» STATED TASK 1
In the passage about Watrous, what age does the narrator give for themselves now?
» STATED TASK 2
Which people in the passage about Watrous are identified only by a description rather than by a name? List all of them.
» STATED TASK 3
Can you rewrite the paragraph of the passage about Watrous that begins "That fall, I returned to school" more briefly, keeping its main facts?

I told Watrous this, and he said “I know the guy. You go straight to him and tell him Watrous says to get off his lazy ass and teach you, and that it’s important.” I was grateful and flattered, but too young to understand how seldom people put themselves out there like that. He didn’t need to do this for me. It shot right by like a heady blip, but now, shortly after Watrous' death, I'm belatedly feeling a fuller appreciation.

That fall, I returned to school, delivered the message, and the haughty top-string trombone professor was dumbstruck. He knew me, slightly, as the liberal arts guy who sloppily dabbled a bit in music. I was a dilettante, unworthy of his time or attention, yet here I was, bearing a directive from Jesus Christ himself. The poor fellow just couldn’t reconcile it. It really messed him up.
This was the first of many times where I would uncomfortably witness the real time shock of someone who'd severely underrated me getting The News. At age 55, it still happens. An old pal, who'd missed the Chowhound period and never really accepted that his goofy musician friend had ever done anything significant, recently reported, dumbfounded, that a food-loving colleague had turned giddy upon learning that he knew me. It doesn't happen often; just enough to keep me awkwardly disoriented.

» DATA SEGMENT
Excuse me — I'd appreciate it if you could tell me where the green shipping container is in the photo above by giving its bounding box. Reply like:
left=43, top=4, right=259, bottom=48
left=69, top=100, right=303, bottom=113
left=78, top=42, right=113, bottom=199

» WRITTEN REPLY 1
55

» WRITTEN REPLY 2
- The haughty top-string trombone professor
- An old pal
- A food-loving colleague

» WRITTEN REPLY 3
That fall, back at school, I delivered Watrous's message to the haughty top-string trombone professor, who was dumbstruck. He saw me as a liberal arts dilettante who sloppily dabbled in music and wasn't worth his time, yet I arrived with a directive from someone he revered, and he couldn't reconcile it.